_Text section_
━━━

Magazine: Nebula Rift V4N1

Nebula RiftNebula Rift

I’m not writing a silly intro story for this review, because I want to talk about the magazine’s business model. (OK, enough booing, settle down.)

Most science fiction magazines pay a per-word rate to their authors. For “pro” magazines, this is six cents or more per word. For “semi-pro” magazines, it is typically one or two cents per word. Below that, payments are considered “token”.

Nebula rift does things differently. They have five stories per issue, and instead of an up-front payment, each author receives an ongoing royalty of 10% of sales of that issue. So, the publisher gets 50% and the authors split 50%.

At first, I loved this business model. The publisher doesn’t have to worry about bankrupting itself with up-front author payments, and there are five authors per issue with a vested interest in promoting the magazine to their friends and on social media.

On second thought, I decided this model has a chicken-or-egg problem. It needs good authors to bring in readers, but it needs a lot of readers to bring in good authors.

I’ve made a table (although my 1990s HTML skills are behind the times) of how many copies nebula rift would have to sell for an author to break even, assuming they could sell their story to a pro mag for six cents/word, or a semi-pro for two cents/word:

Story Length Pro Semi-Pro
3,000 words 645 215
4,000 words 860 287
5,000 words 1,075 359
6,000 words 1,289 430
7,000 words 1,504 502
8,000 words 1,719 573

I’m guessing Nebula Rift doesn’t hit many of these targets, if any. I had never heard of the magazine before I began my quest, and I was pretty deep into my search before the words “Nebula Rift” popped up. Let me know in the comments section whether you were aware of it before now.

━━━

_Dataset rows_

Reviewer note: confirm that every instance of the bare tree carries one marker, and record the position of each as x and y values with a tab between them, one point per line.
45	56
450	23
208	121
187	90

━━━

_Instructions to follow_
Reproduce word for word the passage of the magazine review from "At first, I" to "on social media.". You won't need the entries for any of this.

_Answer to the problem_
At first, I loved this business model. The publisher doesn’t have to worry about bankrupting itself with up-front author payments, and there are five authors per issue with a vested interest in promoting the magazine to their friends and on social media.